Passage to read ::
· · ·

Dr. John B. Gurdon, a British biologist and Nobel laureate who in the early 1960s introduced a paradigm-shifting method of cell manipulation that led to the world’s first cloning of a large mammal, a sheep named Dolly, died on Tuesday. He was 92.
His death was confirmed by Ben Simons, the director of the Gurdon Institute, a research center founded in Dr. Gurdon’s name in 1991 at the University of Cambridge in England. He did not specify where Dr. Gurdon died or cite the cause.
An emeritus professor at the university, Dr. Gurdon was a giant in the field of developmental biology. His lifelong work in the study and manipulation of cells laid the foundation for stem cell biology and the discipline of regenerative medicine, an emerging process of manipulating patients’ cells to produce replacement organs or tissues.
Dr. Gurdon first came to global prominence in 1962 as a graduate student at the University of Oxford, with the publication of his now classic experiments involving the cloning of the frog species Xenopus laevis.
In that research, he extracted the nuclei from the intestinal cells of a mature frog, which contained the amphibian’s DNA. He then injected the nuclei into frog egg cells whose nuclei had been removed. The eggs efficiently “reprogrammed” the genes in the transplanted nucleus: They switched from performing the role of a highly differentiated intestinal cell to reproducing an organism, a process known as nuclear reprogramming.
At the time, scientists believed that a specialized cell, like an intestinal cell, was incapable of performing duties other than those of an intestinal cell. The experiment, in Oxford’s embryology laboratory, proved that cells retain all of their genetic information no matter how specialized.

· · ·

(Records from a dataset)
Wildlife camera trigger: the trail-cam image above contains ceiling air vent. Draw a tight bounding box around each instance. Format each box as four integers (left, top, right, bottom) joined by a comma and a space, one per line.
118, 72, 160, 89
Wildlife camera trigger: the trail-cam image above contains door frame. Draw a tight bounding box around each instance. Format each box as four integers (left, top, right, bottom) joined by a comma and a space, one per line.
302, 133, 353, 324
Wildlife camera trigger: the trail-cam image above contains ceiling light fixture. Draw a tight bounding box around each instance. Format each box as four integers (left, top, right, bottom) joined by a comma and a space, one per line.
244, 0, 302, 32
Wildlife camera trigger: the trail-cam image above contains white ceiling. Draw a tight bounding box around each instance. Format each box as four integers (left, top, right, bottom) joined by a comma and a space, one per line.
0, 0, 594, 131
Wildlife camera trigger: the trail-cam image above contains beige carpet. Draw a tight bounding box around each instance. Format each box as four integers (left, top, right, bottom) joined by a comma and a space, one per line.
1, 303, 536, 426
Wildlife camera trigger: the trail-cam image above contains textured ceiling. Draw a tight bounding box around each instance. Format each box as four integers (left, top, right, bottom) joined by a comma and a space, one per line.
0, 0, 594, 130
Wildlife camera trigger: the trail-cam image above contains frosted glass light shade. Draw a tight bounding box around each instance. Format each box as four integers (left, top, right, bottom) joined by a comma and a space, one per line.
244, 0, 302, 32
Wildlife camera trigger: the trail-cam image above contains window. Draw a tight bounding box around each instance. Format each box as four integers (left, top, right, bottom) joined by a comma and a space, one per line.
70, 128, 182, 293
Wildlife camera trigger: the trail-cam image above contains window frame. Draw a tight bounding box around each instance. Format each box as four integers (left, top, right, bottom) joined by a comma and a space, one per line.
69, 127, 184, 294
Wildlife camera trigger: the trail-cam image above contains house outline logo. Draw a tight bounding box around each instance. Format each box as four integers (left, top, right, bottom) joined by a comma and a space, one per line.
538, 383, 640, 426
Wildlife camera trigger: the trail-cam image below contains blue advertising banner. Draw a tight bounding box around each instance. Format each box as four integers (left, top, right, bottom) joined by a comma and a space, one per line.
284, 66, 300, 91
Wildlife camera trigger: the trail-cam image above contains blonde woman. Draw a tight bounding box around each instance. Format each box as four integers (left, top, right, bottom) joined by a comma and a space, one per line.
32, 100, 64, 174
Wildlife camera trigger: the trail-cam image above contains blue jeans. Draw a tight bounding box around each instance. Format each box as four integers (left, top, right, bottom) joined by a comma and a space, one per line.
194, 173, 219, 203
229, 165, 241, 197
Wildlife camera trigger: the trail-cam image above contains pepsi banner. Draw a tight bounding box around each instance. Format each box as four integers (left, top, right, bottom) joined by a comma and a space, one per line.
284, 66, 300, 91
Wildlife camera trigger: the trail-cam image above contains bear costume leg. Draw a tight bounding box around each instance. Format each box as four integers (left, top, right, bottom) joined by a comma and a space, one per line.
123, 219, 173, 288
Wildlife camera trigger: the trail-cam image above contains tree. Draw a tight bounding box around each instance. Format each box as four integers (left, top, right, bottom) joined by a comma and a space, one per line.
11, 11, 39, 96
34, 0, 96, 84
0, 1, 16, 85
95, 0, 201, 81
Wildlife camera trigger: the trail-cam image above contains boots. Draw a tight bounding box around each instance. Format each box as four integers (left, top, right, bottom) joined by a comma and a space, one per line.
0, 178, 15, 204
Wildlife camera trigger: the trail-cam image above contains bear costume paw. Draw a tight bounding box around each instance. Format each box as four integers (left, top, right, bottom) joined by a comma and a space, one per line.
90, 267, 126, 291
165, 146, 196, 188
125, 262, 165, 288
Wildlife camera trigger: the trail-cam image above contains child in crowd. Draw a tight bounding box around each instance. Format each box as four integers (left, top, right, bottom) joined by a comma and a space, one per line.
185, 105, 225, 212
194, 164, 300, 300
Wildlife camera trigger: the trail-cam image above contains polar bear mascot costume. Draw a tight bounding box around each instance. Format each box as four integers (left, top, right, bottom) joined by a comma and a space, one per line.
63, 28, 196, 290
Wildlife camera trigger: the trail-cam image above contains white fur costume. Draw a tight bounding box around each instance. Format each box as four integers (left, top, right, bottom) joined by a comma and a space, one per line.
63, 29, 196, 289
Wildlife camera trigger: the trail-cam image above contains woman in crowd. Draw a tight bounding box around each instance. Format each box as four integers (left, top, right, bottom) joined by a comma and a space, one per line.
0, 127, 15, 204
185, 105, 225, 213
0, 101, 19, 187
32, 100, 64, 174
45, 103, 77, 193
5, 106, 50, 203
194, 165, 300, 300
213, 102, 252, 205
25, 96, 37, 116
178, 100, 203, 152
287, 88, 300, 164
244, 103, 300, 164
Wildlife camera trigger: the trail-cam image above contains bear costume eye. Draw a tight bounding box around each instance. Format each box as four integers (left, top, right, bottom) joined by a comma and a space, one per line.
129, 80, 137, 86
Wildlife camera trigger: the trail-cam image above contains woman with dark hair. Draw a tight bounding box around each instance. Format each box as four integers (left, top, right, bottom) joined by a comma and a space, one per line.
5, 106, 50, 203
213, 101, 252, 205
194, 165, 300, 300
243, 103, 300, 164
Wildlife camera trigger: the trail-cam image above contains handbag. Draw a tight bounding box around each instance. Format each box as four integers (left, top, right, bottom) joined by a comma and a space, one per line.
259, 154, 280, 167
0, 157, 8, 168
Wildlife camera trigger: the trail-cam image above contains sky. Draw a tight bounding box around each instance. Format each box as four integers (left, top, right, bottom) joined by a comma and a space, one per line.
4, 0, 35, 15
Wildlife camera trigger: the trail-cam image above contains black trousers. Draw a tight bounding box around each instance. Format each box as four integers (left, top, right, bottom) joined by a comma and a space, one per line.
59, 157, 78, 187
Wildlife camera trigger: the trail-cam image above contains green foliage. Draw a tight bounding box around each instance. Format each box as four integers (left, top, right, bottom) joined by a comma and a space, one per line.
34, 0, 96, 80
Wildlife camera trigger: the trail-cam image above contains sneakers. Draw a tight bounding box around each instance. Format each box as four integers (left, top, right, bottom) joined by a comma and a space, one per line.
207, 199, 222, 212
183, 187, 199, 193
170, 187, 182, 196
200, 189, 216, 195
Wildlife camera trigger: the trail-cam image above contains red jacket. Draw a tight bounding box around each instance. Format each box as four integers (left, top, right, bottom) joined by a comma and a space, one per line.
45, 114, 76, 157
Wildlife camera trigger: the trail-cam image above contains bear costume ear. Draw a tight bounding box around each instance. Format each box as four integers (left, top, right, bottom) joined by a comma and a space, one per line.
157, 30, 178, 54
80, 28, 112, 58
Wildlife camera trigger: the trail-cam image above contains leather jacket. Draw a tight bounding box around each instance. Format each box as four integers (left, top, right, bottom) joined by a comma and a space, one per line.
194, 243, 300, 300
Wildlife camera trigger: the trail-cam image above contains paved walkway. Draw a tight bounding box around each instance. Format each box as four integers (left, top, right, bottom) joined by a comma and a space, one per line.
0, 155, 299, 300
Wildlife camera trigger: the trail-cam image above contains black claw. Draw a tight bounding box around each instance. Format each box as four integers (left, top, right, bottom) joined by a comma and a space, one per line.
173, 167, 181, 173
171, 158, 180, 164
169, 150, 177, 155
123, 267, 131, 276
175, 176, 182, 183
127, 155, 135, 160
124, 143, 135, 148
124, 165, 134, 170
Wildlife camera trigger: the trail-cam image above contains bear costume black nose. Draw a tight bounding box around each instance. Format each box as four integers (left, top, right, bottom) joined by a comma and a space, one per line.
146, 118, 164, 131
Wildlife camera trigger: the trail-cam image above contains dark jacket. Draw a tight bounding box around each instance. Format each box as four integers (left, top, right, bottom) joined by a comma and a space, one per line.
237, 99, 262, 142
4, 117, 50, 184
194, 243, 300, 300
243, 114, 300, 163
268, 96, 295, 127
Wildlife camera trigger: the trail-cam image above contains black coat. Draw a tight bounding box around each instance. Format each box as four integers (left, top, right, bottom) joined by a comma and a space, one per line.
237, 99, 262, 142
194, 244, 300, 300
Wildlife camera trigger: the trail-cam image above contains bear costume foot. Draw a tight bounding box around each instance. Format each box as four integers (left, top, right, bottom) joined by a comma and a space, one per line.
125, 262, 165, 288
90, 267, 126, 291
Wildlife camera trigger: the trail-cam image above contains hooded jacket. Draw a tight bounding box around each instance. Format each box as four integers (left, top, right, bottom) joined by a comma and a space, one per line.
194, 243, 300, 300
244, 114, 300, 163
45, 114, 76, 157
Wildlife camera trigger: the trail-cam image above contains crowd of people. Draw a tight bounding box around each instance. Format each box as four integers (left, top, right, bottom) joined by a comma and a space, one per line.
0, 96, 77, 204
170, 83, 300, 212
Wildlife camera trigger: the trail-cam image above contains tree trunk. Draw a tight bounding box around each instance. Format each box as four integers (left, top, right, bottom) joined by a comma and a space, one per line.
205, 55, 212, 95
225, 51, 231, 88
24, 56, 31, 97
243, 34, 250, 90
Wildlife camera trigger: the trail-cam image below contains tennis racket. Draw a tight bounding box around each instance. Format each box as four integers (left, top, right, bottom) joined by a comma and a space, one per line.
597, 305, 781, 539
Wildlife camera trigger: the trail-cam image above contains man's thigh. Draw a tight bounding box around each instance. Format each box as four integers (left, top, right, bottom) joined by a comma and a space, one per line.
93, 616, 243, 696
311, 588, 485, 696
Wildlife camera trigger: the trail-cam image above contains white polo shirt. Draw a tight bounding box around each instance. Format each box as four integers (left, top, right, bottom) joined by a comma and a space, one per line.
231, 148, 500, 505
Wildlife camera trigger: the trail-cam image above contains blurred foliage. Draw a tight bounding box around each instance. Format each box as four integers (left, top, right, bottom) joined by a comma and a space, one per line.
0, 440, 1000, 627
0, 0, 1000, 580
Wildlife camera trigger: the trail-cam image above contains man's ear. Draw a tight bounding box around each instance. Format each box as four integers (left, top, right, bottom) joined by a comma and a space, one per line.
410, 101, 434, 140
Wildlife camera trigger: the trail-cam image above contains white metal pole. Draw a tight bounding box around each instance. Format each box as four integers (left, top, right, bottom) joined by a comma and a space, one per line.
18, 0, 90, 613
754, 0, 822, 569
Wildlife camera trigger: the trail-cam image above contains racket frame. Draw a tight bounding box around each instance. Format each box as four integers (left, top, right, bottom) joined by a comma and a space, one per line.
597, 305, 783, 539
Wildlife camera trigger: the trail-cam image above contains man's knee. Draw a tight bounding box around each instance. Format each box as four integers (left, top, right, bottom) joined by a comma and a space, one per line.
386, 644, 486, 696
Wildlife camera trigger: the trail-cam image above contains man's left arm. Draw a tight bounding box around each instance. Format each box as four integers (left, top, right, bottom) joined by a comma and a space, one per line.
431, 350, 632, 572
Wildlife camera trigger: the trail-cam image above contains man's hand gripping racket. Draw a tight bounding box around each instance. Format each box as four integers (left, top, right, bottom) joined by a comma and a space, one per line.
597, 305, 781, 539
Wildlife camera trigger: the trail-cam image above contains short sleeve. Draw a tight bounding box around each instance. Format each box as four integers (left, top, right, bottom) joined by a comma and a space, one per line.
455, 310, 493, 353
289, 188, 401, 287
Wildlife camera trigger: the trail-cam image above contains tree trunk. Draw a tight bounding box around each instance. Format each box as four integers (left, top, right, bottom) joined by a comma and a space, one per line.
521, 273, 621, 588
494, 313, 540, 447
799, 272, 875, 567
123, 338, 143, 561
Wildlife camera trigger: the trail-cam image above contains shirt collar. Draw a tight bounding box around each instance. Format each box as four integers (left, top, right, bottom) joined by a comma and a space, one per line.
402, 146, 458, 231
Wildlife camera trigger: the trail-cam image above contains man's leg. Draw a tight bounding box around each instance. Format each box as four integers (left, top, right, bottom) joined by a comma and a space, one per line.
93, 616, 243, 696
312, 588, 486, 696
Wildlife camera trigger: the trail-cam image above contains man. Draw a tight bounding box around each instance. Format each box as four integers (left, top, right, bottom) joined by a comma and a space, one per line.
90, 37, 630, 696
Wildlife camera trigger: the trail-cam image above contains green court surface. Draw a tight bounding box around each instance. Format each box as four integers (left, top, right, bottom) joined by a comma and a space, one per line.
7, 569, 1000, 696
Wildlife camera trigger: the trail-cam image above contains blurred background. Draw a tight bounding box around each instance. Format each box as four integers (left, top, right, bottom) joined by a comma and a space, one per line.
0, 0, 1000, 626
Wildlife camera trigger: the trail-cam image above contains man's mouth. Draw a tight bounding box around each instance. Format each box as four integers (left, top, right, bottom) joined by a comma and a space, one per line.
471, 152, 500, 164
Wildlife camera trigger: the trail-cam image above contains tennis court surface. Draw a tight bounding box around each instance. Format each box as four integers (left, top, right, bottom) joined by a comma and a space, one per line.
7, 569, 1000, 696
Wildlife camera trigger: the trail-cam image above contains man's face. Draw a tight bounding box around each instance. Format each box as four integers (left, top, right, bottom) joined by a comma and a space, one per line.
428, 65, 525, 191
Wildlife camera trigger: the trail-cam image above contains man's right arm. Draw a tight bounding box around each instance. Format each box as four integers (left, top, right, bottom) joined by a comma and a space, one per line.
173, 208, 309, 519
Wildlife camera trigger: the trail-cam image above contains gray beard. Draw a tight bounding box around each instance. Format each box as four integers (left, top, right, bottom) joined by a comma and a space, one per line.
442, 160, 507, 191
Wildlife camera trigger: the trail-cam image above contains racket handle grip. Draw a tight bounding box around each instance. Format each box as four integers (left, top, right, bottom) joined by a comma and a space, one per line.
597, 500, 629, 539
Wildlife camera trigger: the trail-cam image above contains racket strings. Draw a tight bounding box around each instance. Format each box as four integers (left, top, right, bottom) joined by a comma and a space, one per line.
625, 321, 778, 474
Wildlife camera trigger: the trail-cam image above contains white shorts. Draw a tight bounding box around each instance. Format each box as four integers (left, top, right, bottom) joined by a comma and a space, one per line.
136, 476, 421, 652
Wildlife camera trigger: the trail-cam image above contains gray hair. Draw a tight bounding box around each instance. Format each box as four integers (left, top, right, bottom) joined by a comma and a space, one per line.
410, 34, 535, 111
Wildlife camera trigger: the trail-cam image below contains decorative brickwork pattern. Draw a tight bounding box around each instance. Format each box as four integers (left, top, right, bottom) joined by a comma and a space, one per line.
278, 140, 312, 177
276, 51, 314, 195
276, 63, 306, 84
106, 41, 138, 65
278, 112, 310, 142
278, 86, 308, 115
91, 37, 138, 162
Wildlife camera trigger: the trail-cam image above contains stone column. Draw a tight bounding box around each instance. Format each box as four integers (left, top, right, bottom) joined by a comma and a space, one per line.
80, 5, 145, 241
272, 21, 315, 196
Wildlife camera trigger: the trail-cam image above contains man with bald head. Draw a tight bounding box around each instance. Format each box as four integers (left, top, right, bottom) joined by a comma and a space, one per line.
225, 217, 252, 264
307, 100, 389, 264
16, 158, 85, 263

· · ·

What the exercise asks ::
Repeat the portion of the Gurdon obituary word for word, starting with "Dr. Gurdon first" and going on through "as nuclear reprogramming.".

Completed task ::
Dr. Gurdon first came to global prominence in 1962 as a graduate student at the University of Oxford, with the publication of his now classic experiments involving the cloning of the frog species Xenopus laevis.
In that research, he extracted the nuclei from the intestinal cells of a mature frog, which contained the amphibian’s DNA. He then injected the nuclei into frog egg cells whose nuclei had been removed. The eggs efficiently “reprogrammed” the genes in the transplanted nucleus: They switched from performing the role of a highly differentiated intestinal cell to reproducing an organism, a process known as nuclear reprogramming.